TASK OBJECTIVE: In the travel packing excerpt below, which flavor of Vega One shake did the writer think worked better than chocolate?

SELECTED EXCERPT:
- Opening Delimiter -

A few cold and flu pills, just in case.
Emergen-C: probably not necessary, but I really didn't want to get sick! We took it mostly for the plane rides.
I also bring cleaning wipes and wipe down my plane seat area.
Essential Oils: we also brought essential oils in roller bottles - digize (another digestive aid), thieves (support immune system), lavender (helps with my cramps, sleep, generally being awesome) peppermint (headaches, nausea, moron sickness, bloating), a nausea blend, panaway (for all of the sitting on planes, trains, and automobiles - or massive amounts of normal walking or shuffle walking).
I like to bring some foods, but not rely on what we brought. For our Thailand, Cambodia and Vietnam trip, we were gone nearly a month. We were only bringing backpacking backpacks and wanted to go as light as possible. I bought a box of Go Macro bars, Kind bars (half off a TJ Maxx), a few Pro Meal bars (some are NOT gluten free, so read the packages, but man these are filling), a box of Vega One Berry single serve shakes. I spent a lot of time searching for a quality shake, with little added crap, that could be drank with only cold water, as in, doesn't need to be blended in a shake. I found Jay Robb, but they couldn't guarantee they were gluten free. Vega One is gf and vegan relying on hemp and pea protein, not the best texture, but great ingredients - the berry were better than chocolate for this, I thought). Oh, and packets of GF soy sauce, like Tamari (when we were in SE Asia)!

- Closing Delimiter -

SUPPLIED MATERIAL:
- Opening Delimiter -

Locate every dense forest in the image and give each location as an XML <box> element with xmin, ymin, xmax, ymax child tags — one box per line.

- Closing Delimiter -

RESPONSE: Berry.